**Exercise directions**
Using the data below, return all lines in which "camera" appears.

※ ※ ※

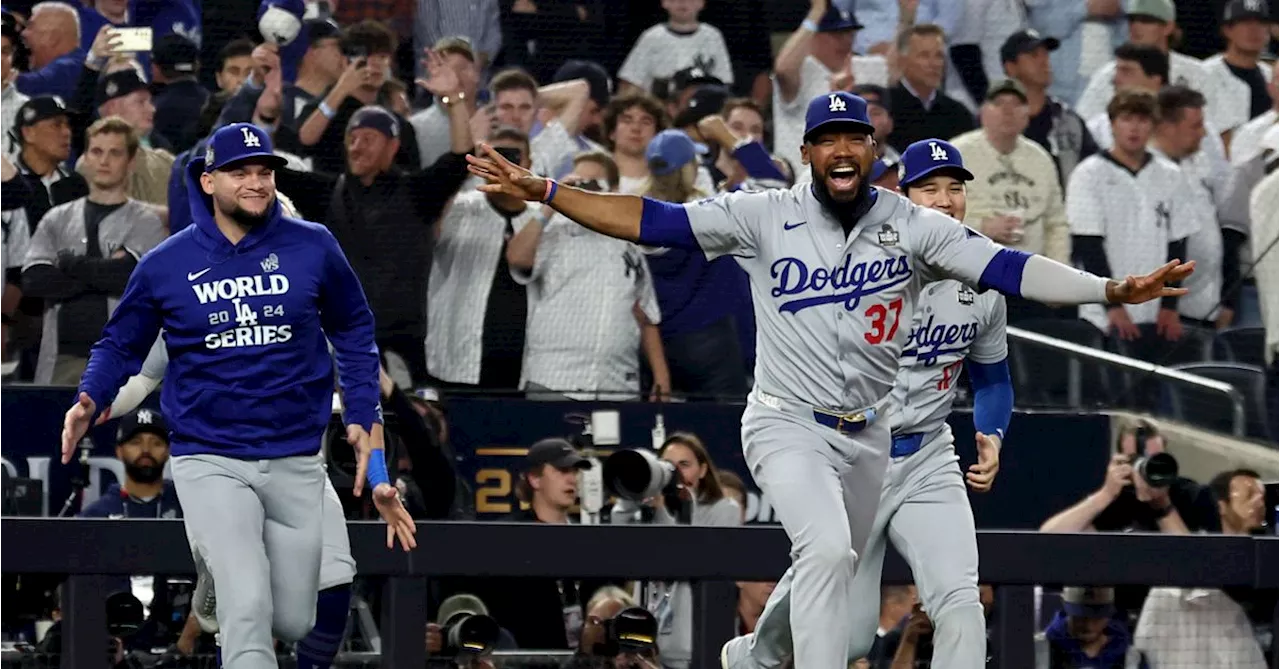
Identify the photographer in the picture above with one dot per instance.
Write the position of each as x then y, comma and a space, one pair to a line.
703, 502
1141, 491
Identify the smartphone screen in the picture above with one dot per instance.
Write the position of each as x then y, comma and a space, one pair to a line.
132, 40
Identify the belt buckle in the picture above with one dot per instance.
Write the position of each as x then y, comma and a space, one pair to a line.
860, 418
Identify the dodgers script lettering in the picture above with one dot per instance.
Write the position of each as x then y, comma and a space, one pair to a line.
846, 283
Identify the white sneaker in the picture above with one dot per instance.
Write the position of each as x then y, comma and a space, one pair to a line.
204, 601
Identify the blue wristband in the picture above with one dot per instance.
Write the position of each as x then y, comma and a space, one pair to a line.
376, 472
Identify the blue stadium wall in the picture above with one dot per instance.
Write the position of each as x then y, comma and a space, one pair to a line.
1048, 462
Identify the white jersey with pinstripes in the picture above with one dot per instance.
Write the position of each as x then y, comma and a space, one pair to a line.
952, 322
1136, 214
833, 312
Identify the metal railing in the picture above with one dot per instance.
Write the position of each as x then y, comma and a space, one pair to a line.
1077, 352
711, 558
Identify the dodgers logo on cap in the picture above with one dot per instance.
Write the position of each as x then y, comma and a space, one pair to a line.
928, 156
837, 109
238, 142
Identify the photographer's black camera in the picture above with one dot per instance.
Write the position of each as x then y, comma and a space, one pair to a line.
1159, 470
639, 475
469, 635
631, 632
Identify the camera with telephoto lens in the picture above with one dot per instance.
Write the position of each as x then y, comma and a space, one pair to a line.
639, 475
467, 633
1159, 470
632, 632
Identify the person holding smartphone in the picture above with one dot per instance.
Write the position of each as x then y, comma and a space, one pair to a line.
383, 215
471, 288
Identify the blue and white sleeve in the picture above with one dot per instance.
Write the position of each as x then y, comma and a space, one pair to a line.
348, 322
960, 252
721, 225
127, 337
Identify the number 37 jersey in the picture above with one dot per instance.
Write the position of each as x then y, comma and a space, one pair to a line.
952, 322
833, 311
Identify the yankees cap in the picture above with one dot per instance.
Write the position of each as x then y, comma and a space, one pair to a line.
1088, 601
118, 85
136, 422
556, 452
1239, 10
238, 142
837, 108
670, 151
375, 118
1024, 42
928, 156
1157, 9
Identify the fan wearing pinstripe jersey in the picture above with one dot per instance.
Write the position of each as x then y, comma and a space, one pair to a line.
1128, 210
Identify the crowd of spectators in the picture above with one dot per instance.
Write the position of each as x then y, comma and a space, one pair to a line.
1165, 147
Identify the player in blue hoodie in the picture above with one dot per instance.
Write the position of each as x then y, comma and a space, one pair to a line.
247, 298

※ ※ ※

**Expected answer**
Identify the photographer's black camera in the picture above with one dot per instance.
Identify the camera with telephoto lens in the picture above with one dot per instance.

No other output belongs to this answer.